Material supplied below:

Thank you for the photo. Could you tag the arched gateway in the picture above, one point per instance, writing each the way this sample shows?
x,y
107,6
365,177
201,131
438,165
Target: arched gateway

End of Material supplied.

Instructions to follow: All entries are to be returned word for word.

Exercise output:
Thank you for the photo. Could you tag the arched gateway in the picture above, one point per instance, writing each the way this sample shows?
x,y
107,6
365,177
201,131
438,165
Target: arched gateway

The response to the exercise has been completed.